Scrolling down exposes a strip chart and two tables detailing relevant analyses of the trajectories for all poses of the ligand. The strip chart for ligand 35 (single pose) is shown in Figure Strip Chart results for ligand 35 (single pose):

**Strip Chart results for ligand 35 (single pose)**

The strip chart shows a time course over the MD trajectory, always maintaining the same color scheme as in the interactive graphic: blue for cluster 0. Additionally, cluster outliers, which are ligand configurations that do not belong to any cluster, are shown in black. The chart simply shows the cluster occupancy of each frame, telling us that the trajectory spent most of the time in the blue Cluster 0, occasionally sampling outliers. It seems like quite a stable pose!

The two tables below the strip chart, shown in Cluster/Pose information for ligand 35 (single pose) describe a relationship between each cluster found in the MD for the ligand and the starting poses.

With only one pose used for this run, the tables are terse, but below when we look at 6 input poses for the same ligand, they will be more informative. The upper table “Cluster RMSD from each Starting Pose” describes how closely each cluster stays to the starting pose: the blue Cluster 0 sticks closely to the initial pose (1.09 Å RMSD). The second table “Cluster Percentage by Starting Pose” simply describes the occupancy that we see in the strip chart: the ligand spends 83% of its time in cluster 0. These figures tell us the blue Cluster 0 is stable and stays close to the initial pose.

MCL1 ligand 35: 6 input poses

Now we will look at the results of another run on the same ligand 35, but this time with 6 different input poses: 3 related poses with the methyl “up” in the upper panel of Figure Input poses for the 6-pose run and 3 related poses with the methyl “down” in lower panel of the same Figure. The “up” and “down” poses are only differentiated in the Figure for clarity; in the input file all 6 poses are together as the 6 conformers of the ligand 35 molecule. Poses 0, 3, and 5 have the methyl “down” and poses 1, 2, and 4 have the methyl “up” (this will be important later). The question we might be asking here is whether the “up” methyl or “down” methyl is preferred, and which of the input poses (if any) is preferred. Of course, we want to see if the preferred cluster by MD still retains the binding interactions we thought were good enough to carry ligand 35 along up to this point.

§ **Written exercise 1**: In the ligand 35 excerpt, what percentage of its time does the ligand spend in cluster 0 in the single-pose run?

§ **Data to process**:
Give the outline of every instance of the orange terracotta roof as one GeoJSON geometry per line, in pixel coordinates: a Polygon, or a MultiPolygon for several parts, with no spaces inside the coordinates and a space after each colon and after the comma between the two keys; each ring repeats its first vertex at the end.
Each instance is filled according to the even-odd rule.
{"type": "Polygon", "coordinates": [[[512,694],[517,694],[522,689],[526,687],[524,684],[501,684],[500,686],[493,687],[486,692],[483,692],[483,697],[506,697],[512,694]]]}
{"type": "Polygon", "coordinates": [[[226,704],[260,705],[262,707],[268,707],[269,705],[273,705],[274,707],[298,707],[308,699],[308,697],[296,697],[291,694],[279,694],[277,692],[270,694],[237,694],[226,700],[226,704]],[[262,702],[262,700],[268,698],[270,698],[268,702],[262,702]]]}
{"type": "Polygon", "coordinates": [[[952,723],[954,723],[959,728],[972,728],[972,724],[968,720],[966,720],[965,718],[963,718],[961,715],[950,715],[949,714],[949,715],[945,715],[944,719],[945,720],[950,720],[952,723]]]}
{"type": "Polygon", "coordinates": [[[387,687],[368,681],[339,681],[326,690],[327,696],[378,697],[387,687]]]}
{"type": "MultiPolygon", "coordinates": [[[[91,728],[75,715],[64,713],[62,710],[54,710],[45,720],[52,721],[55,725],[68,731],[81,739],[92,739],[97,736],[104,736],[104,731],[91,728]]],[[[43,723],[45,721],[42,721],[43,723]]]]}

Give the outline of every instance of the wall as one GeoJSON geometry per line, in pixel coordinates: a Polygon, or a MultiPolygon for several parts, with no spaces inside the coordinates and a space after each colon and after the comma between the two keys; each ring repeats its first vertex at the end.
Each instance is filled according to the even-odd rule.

§ **Written exercise 2**: Pull out every line of the records that includes the string "GeoJSON".

§ **Result 1**: 83%

§ **Result 2**:
Give the outline of every instance of the orange terracotta roof as one GeoJSON geometry per line, in pixel coordinates: a Polygon, or a MultiPolygon for several parts, with no spaces inside the coordinates and a space after each colon and after the comma between the two keys; each ring repeats its first vertex at the end.
Give the outline of every instance of the wall as one GeoJSON geometry per line, in pixel coordinates: a Polygon, or a MultiPolygon for several parts, with no spaces inside the coordinates and a space after each colon and after the comma between the two keys; each ring repeats its first vertex at the end.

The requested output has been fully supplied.